• Try it: Every record here needs to be retyped exactly.

• Extracted records:
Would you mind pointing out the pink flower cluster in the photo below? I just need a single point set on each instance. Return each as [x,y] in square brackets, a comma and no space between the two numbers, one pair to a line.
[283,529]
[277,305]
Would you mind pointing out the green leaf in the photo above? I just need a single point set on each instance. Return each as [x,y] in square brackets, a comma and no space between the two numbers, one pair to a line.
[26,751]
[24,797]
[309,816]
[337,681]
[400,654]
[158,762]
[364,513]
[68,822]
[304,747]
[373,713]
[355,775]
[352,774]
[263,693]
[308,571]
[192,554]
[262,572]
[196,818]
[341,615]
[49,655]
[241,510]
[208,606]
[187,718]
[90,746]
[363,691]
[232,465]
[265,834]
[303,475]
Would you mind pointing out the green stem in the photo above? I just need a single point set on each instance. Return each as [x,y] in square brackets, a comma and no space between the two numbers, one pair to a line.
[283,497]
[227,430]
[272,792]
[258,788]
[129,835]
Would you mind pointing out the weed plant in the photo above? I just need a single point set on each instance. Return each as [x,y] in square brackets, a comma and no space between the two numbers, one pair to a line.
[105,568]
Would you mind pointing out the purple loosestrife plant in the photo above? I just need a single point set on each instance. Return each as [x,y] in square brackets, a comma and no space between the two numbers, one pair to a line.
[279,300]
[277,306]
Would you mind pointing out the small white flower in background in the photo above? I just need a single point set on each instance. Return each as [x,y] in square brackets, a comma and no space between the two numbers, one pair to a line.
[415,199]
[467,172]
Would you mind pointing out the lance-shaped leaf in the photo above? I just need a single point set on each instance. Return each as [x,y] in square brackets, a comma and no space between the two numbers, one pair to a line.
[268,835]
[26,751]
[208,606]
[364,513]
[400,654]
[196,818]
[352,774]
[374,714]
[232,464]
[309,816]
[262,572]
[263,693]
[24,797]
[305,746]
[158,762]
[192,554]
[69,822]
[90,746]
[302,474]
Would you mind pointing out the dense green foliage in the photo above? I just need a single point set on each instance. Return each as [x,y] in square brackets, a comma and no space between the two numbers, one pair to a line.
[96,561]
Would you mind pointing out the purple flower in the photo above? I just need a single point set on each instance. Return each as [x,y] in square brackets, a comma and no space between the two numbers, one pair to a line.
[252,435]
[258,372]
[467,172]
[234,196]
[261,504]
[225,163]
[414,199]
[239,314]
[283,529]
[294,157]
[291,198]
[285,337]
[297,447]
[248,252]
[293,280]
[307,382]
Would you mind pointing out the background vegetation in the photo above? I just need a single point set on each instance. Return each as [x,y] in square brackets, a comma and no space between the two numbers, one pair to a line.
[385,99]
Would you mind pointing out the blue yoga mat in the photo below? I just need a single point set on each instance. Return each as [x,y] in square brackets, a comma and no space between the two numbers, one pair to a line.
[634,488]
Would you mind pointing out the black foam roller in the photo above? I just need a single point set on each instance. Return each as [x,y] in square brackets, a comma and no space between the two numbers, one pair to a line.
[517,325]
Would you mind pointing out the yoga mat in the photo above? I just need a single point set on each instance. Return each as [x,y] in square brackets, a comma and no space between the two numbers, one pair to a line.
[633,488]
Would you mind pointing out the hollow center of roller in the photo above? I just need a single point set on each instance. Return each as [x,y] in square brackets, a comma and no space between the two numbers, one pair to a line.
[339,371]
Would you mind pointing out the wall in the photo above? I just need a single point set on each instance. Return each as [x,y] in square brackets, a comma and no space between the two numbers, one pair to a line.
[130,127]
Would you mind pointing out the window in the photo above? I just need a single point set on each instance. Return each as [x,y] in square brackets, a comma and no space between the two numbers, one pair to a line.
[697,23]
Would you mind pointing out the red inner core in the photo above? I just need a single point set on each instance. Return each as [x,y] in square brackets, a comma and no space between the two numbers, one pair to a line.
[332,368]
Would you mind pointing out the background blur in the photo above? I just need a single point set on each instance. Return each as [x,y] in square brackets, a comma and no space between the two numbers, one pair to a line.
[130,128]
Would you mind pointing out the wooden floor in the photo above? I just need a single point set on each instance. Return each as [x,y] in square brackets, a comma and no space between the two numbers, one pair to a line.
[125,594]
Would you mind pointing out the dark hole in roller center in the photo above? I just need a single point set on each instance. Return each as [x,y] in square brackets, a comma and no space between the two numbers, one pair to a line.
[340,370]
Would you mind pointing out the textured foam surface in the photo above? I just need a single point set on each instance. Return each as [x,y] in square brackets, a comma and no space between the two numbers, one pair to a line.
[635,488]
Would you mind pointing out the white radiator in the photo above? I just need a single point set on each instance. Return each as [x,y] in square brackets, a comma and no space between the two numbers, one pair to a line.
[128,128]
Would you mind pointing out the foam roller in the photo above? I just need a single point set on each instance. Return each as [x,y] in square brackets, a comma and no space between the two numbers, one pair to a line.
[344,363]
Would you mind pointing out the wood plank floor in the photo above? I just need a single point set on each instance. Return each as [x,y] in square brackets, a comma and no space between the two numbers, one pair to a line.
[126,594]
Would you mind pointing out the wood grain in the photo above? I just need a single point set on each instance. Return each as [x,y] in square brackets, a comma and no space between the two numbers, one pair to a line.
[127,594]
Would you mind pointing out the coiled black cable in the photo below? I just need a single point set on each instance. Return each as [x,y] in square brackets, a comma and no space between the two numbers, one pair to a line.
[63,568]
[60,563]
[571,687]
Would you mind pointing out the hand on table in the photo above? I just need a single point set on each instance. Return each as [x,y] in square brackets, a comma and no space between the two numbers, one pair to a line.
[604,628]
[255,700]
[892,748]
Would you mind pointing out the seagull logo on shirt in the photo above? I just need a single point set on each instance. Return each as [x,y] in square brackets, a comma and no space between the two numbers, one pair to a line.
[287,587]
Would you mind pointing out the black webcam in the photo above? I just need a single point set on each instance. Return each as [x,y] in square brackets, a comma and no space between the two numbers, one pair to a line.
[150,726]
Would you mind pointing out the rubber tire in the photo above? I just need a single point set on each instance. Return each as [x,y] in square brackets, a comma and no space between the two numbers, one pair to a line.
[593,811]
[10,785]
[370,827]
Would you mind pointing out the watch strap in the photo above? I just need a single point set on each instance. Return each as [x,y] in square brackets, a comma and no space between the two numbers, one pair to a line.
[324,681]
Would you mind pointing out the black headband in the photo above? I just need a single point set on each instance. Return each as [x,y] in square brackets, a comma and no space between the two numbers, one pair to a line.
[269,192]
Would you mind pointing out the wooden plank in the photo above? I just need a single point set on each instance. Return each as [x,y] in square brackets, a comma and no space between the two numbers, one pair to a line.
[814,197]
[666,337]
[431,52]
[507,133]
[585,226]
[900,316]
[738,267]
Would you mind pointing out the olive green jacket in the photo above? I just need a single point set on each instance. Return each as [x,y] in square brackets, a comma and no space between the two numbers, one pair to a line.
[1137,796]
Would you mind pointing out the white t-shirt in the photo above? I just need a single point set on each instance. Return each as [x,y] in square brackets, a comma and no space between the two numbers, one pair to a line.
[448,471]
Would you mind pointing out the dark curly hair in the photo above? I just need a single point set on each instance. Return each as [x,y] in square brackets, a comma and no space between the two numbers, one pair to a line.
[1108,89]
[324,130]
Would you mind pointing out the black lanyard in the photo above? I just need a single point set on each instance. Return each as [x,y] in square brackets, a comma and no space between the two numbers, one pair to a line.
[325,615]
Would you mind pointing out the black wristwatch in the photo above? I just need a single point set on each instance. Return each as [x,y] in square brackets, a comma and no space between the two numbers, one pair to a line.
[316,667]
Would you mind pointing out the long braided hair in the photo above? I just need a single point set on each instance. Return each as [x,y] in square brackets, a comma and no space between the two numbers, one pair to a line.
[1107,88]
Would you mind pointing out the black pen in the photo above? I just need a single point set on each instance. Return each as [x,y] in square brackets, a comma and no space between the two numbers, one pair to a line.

• Answer to the exercise:
Would you mind pointing out the pink flower cluster in the photo below? I just need a single point set on each instance. Return each as [x,y] in square brackets, a comma and no space between the two numbers, one pair to a line.
[283,529]
[277,305]
Would you mind pointing out the green leaf in the photo above? I just need a single point set on each instance. Return each as [x,y] in square brackets, a comma and no space between the two numbers, one pair to a line.
[26,751]
[24,797]
[309,816]
[337,681]
[400,654]
[158,762]
[364,513]
[68,822]
[304,747]
[373,713]
[355,775]
[352,774]
[263,693]
[308,571]
[192,554]
[262,572]
[196,818]
[341,615]
[49,655]
[241,510]
[208,606]
[187,718]
[90,746]
[363,691]
[232,465]
[265,834]
[303,475]
Would you mind pointing out the green stem in the photo above? I just need a single point set on each instance. Return each as [x,y] in square brackets, a comma and no space between the two numbers, one pair to a line.
[283,497]
[227,430]
[272,792]
[258,788]
[129,835]
Would you mind pointing out the weed plant in the photo above? I just need a single point set on each instance. Return each as [x,y] in square brackets, a comma and no space between the two numbers, one pair to a line.
[105,568]
Would you mind pointing out the purple loosestrife plant in the photo above? I just need a single point set on each instance. Return each as [x,y] in square brackets, a comma and no space between the two numbers, one pair to a line.
[279,300]
[277,306]
Would you mind pointing out the small white flower in background in the photo above? I just need a single point set on each instance. Return each as [x,y] in square brackets, a comma and no space between the two numbers, one pair to a line.
[415,199]
[467,172]
Would you mind pointing out the lance-shaped leaf in the photo above? I just need a single point set on each instance. Return each as [x,y] in square brackets, a comma and no space between the two numbers, one pair to a line.
[268,835]
[26,751]
[208,606]
[364,513]
[400,654]
[196,818]
[352,774]
[374,714]
[232,464]
[309,816]
[262,572]
[263,693]
[24,797]
[305,746]
[158,762]
[192,554]
[69,822]
[90,746]
[302,474]
Would you mind pointing out the dense green foliage in the photo above? I just need a single point set on each instance. Return each as [x,y] in square brackets, a comma and no space between the two numbers, one pair to a line.
[96,561]
Would you mind pointing out the purple flower in the photo above? I just need a single point set on each instance. Return each as [x,y] in square brackets, a comma and no space between the two numbers, one pair to a line.
[252,435]
[258,372]
[467,172]
[234,196]
[261,504]
[225,163]
[414,199]
[239,314]
[283,529]
[294,157]
[291,198]
[285,337]
[297,447]
[248,252]
[293,280]
[307,382]
Would you mind pointing out the background vegetation in the photo above? I just need a single point set on each instance. Return each as [x,y] in square brackets, a comma and no space between the two numbers, one pair to a line.
[385,99]
Would you mind pointing out the blue yoga mat in the photo below? I just need a single point set on each instance. Return each as [x,y] in square brackets, a comma and no space between the two numbers, one pair to a line.
[634,488]
Would you mind pointing out the black foam roller in the photo above? I just need a single point set on each instance. Return each as [x,y] in square brackets, a comma and no space between the two numbers, one pair to a line.
[517,325]
Would you mind pointing out the yoga mat in the photo above? I just need a single point set on each instance. Return each as [x,y] in square brackets, a comma and no space between the two numbers, one pair to a line.
[633,488]
Would you mind pointing out the hollow center of roller in the photo above? I just need a single point set on each instance. Return each as [x,y] in square brackets, a comma and no space between the two numbers, one pair to a line.
[339,371]
Would you mind pointing out the wall in the photo above? I just need a single point set on each instance. Return each as [x,y] in square brackets, a comma and no space between the two numbers, one pair to a line.
[130,127]
Would you mind pointing out the window in the photo above? I just need a single point set on each instance. Return each as [x,y] in square brackets, a comma and no space between the two numbers, one pair to a line.
[697,23]
Would you mind pointing out the red inner core in the photo above? I just need a single point set on each instance. Return each as [x,y] in square brackets, a comma and no space between the two numbers, one pair to a line.
[332,368]
Would you mind pointing out the background blur in the photo above? I just need a single point set on each instance. Return each as [x,y] in square brackets, a comma and no space between the two numbers, one pair to a line.
[130,128]
Would you mind pointing out the wooden floor in the photo above? I just need a single point set on each instance. Return each as [x,y] in square brackets, a comma and no space between the two numbers, one pair to a line.
[125,594]
Would you mind pointing out the dark hole in roller center in the photo above? I just need a single point set on each instance. Return each as [x,y] in square brackets, a comma and no space between the two numbers, one pair to a line.
[340,370]
Would you mind pointing out the textured foam surface in the photo above? I just need a single point set on each instance. Return each as [x,y] in square brackets, a comma and no space between the two numbers, one pair to a line.
[635,488]
Would you mind pointing out the white radiator in the photo above? I just need a single point set on each instance. Return each as [x,y] in square brackets, a comma and no space between the two numbers, one pair to a line.
[128,128]
Would you mind pointing out the foam roller in the photo above? I just need a single point set on each instance. Return each as [x,y] in square brackets, a comma and no space between the two numbers, one pair to a line.
[344,363]
Would you mind pointing out the wood plank floor in the photo above? I just need a single point set on each instance. Return each as [x,y] in square brackets, a comma and no space between the two numbers, one pair to a line.
[126,594]
Would you mind pointing out the wood grain in the photo above? I just need a single point set on each instance. Return each as [x,y] in square brackets, a comma and no space between the two numbers, one pair to a line.
[127,594]
Would you mind pointing out the coiled black cable in the photo below? I just need a single point set on each instance. Return each as [x,y] in square brackets, a comma and no space between the two numbers, one pair to a line.
[63,568]
[60,563]
[571,687]
Would you mind pointing out the hand on table in the photo above? I just need a single point set on each instance. Return each as [x,y] in square brackets, a comma and no space between the two numbers, one pair to a line.
[604,628]
[255,700]
[892,748]
Would you mind pointing out the seagull logo on shirt in the photo above? I just need a single point set on each instance. Return each as [x,y] in square brackets, a comma and no space between the two numbers, one pair to a line.
[287,587]
Would you mind pointing out the black webcam in the photo above? I just need a single point set on each instance. Return each as [x,y] in square brackets, a comma and no space between the two numbers, one pair to a line.
[150,726]
Would you mind pointing out the rubber tire in the photo above? I just need a single point set on each instance. Return each as [x,y] in square brackets, a comma and no space between the two numbers, one pair to a line.
[593,811]
[10,785]
[370,827]
Would you mind pointing out the watch strap in the photo above? I just need a single point set on each instance. Return each as [x,y] in square brackets, a comma and no space between the two numbers, one pair to a line.
[324,681]
Would you mind pointing out the black headband in the photo above? I just need a single point set on each instance. Return each as [x,y] in square brackets, a comma and no space between the two numbers, one pair to a line.
[269,192]
Would you mind pointing out the wooden plank in the photo above? I just need a single point set on each instance. Return each as [x,y] in square brackets, a comma and no space between the two numbers, one pair to a line.
[814,197]
[666,337]
[431,52]
[507,133]
[585,226]
[900,316]
[738,267]
Would you mind pointing out the olive green jacket in the photo above? I just need a single point set on each instance. Return each as [x,y] in square brackets, a comma and no space between the two numbers, one pair to a line.
[1137,796]
Would you mind pointing out the white t-shirt in the photo above? I just need a single point set on each instance. Return each as [x,y] in square brackets, a comma and no space between the two numbers, one pair to a line.
[448,471]
Would you mind pointing out the dark curly hair in the photo above? I just need a single point set on each instance. Return each as [x,y] in square brackets, a comma and no space between the two numbers, one pair to a line.
[1108,89]
[324,130]
Would you mind pointing out the black lanyard in the photo above? I just need a single point set on each instance. Return each as [x,y] in square brackets, a comma and no space between the two numbers, one pair to a line.
[325,615]
Would you mind pointing out the black wristwatch in the photo above? I just need a single point set on each instance. Return each as [x,y] in square brackets, a comma and no space between the two numbers, one pair to a line.
[316,667]
Would you mind pointing out the long braided hair in the photo above? I just need a single point set on each instance. Return each as [x,y] in square brackets, a comma and no space between the two numbers, one pair to a line.
[1107,88]
Would you mind pointing out the black pen in the photo above? I just need a single point set on each instance. Return each as [x,y] in square brackets, a comma and no space between the two numbers, one pair to a line.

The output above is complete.